# Tekst źródłowy
——————————

Nasza Loteria SR - pasek na kartach artykułów

Legnica: Wspólnie się uczyli, teraz walczą o mandat

Tomasz Woźniak
Paulina i Konrad po raz pierwszy rywalizują ze sobą
Paulina i Konrad po raz pierwszy rywalizują ze sobą fot. piotr krzyżanowski
Poznali się w szkole. Razem reaktywowali Młodzieżową Radę Miejską, razem pracowali w samorządzie szkolnym i przygotowywali się do matury. Teraz rywalizują.

ZOBACZ NASZ SERWIS WYBORCZY

Tegoroczni absolwenci legnickiego I Liceum Ogólnokształcącego Paulina Kozioł i Konrad Konarski to najmłodsi kandydaci do rady miejskiej. Ona startuje z listy komitetu Tadeusza Krzakowskiego, on ze skłóconej z prezydentem Platformy Obywatelskiej.

- Nie przestaliśmy się przyjaźnić - zapewnia studentka stosunków międzynarodowych i prawa Paulina Kozioł. - Od początku wiedziałam, że Konrad ma centroprawicowe poglądy, a on - że ja mam lewicowe, ale zawsze to sobie wyjaśnialiśmy w dyskusji.

- Razem udało nam się zrealizować kilka zamierzeń, z czego najważniejsze to reaktywacja młodzieżowej rady miejskiej - przyznaje 19-letni Konrad. - Wspólnie też wywalczyliśmy ciepłą wodę w toalecie szkolnej. Startując w wyborach, nie zapisaliśmy się do żadnej partii.

W szkole to ona rządziła. Była przewodniczącą samorządu szkolnego, ale w reaktywacji młodzieżowej rady prym wiódł Konrad. Paulina została za to komisarzem wyborczym. Oboje odtworzyli radę, wiedząc, że nie będą w niej mogli zasiąść. W nagrodę za swoją pracę społeczną razem pojechali na posiedzenie Sejmu Dzieci i Młodzieży do siedziby parlamentu przy ul. Wiejskiej w Warszawie.
Konrad będzie miał utrudnione zadanie w kampanii wyborczej, bo studiuje w stolicy - w Szkole Głównej Handlowej. Postanowił rozsyłać do swoich wyborców listy.

——————————

# Prezentowane dane
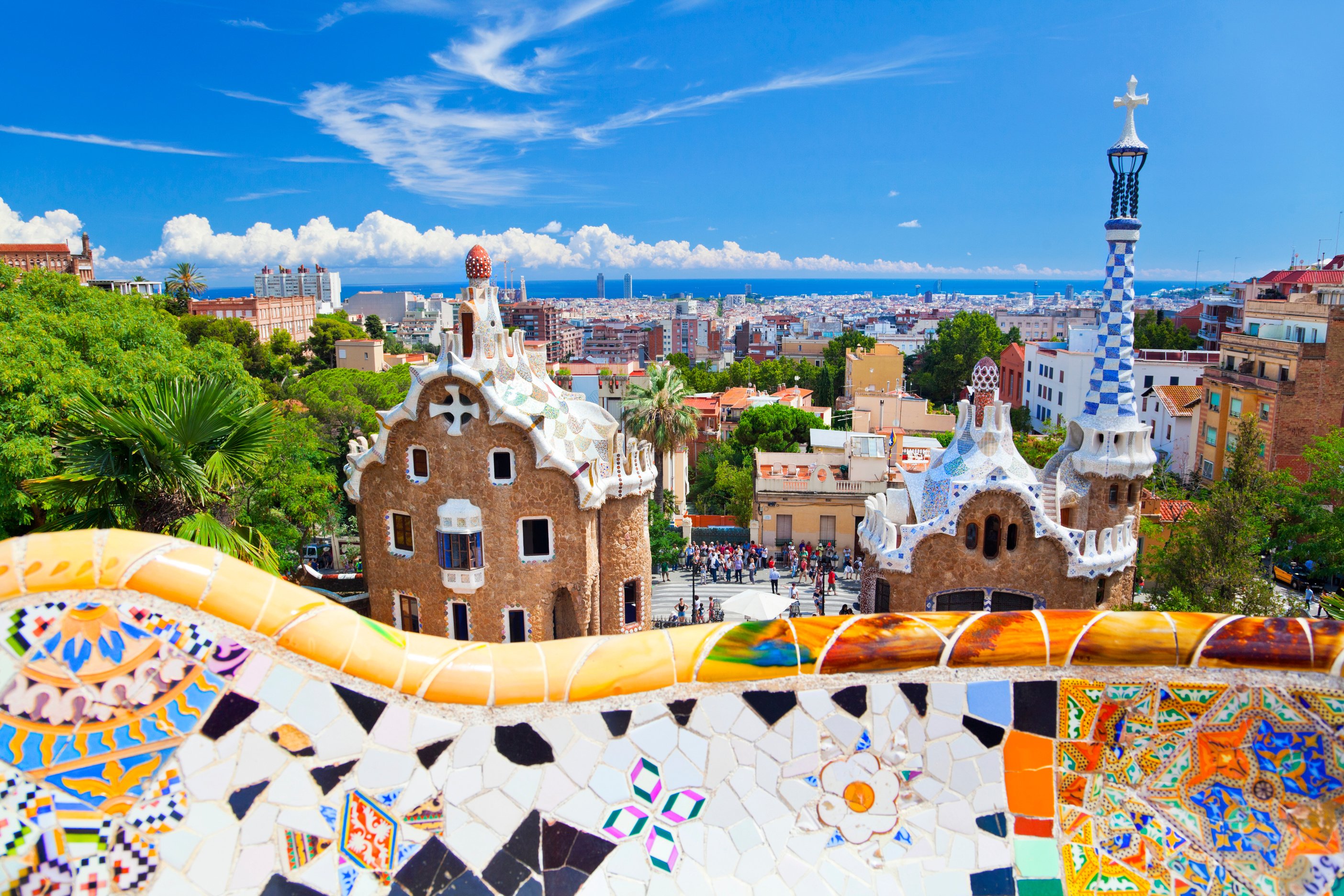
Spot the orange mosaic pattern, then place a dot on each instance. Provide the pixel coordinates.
(444, 671)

——————————

# Zadania
A - Przepisz z artykułu o młodych kandydatach z Legnicy fragment, który zaczyna się od słów zawierających „- Nie przestaliśmy”, a kończy na „Wiejskiej w Warszawie.”.
B - Przetłumacz na angielski zdanie z artykułu o młodych kandydatach z Legnicy: „Oboje odtworzyli radę, wiedząc, że nie będą w niej mogli zasiąść.”

# Oczekiwane odpowiedzi
A -
- Nie przestaliśmy się przyjaźnić - zapewnia studentka stosunków międzynarodowych i prawa Paulina Kozioł. - Od początku wiedziałam, że Konrad ma centroprawicowe poglądy, a on - że ja mam lewicowe, ale zawsze to sobie wyjaśnialiśmy w dyskusji.

- Razem udało nam się zrealizować kilka zamierzeń, z czego najważniejsze to reaktywacja młodzieżowej rady miejskiej - przyznaje 19-letni Konrad. - Wspólnie też wywalczyliśmy ciepłą wodę w toalecie szkolnej. Startując w wyborach, nie zapisaliśmy się do żadnej partii.

W szkole to ona rządziła. Była przewodniczącą samorządu szkolnego, ale w reaktywacji młodzieżowej rady prym wiódł Konrad. Paulina została za to komisarzem wyborczym. Oboje odtworzyli radę, wiedząc, że nie będą w niej mogli zasiąść. W nagrodę za swoją pracę społeczną razem pojechali na posiedzenie Sejmu Dzieci i Młodzieży do siedziby parlamentu przy ul. Wiejskiej w Warszawie.

B - Both of them re-established the council, knowing that they would not be able to sit on it.